PROBLEM TO WORK ON: Revise the listing below so that every "innermost" becomes "central", leaving everything else untouched.

(Extracted data entries)
____________________

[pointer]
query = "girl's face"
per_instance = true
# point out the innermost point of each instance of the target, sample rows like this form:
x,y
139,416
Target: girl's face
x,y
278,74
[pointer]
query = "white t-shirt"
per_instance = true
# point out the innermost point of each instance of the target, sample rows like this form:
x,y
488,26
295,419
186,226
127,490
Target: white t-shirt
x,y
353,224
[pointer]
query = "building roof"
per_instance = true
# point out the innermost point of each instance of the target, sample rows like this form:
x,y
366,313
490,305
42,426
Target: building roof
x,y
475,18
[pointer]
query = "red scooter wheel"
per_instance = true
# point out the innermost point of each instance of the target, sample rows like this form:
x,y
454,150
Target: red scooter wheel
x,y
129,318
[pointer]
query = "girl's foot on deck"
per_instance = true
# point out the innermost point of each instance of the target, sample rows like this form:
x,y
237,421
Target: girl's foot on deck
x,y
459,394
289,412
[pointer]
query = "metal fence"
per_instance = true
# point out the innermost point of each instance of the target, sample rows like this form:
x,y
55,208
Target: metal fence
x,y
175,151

____________________

SOLUTION:
[pointer]
query = "girl's face"
per_instance = true
# point out the central point of each instance of the target, sample rows like this form:
x,y
139,416
Target: girl's face
x,y
278,74
[pointer]
query = "white t-shirt"
per_instance = true
# point out the central point of each instance of the target, sample rows like this form:
x,y
488,26
295,419
186,226
127,490
Target: white t-shirt
x,y
353,224
[pointer]
query = "building roof"
per_instance = true
# point out the central point of each instance of the target, sample rows like this form:
x,y
366,313
490,305
42,426
Target: building roof
x,y
475,18
[pointer]
query = "red scooter wheel"
per_instance = true
# point out the central point of each instance of the target, sample rows like this form:
x,y
454,150
Target: red scooter wheel
x,y
129,318
[pointer]
query = "girl's foot on deck"
per_instance = true
# point out the central point of each instance of the target, sample rows like this form:
x,y
237,421
Target: girl's foot on deck
x,y
459,394
289,412
[pointer]
query = "metal fence"
per_instance = true
# point out the central point of each instance of the target, sample rows like this form:
x,y
55,208
Target: metal fence
x,y
175,151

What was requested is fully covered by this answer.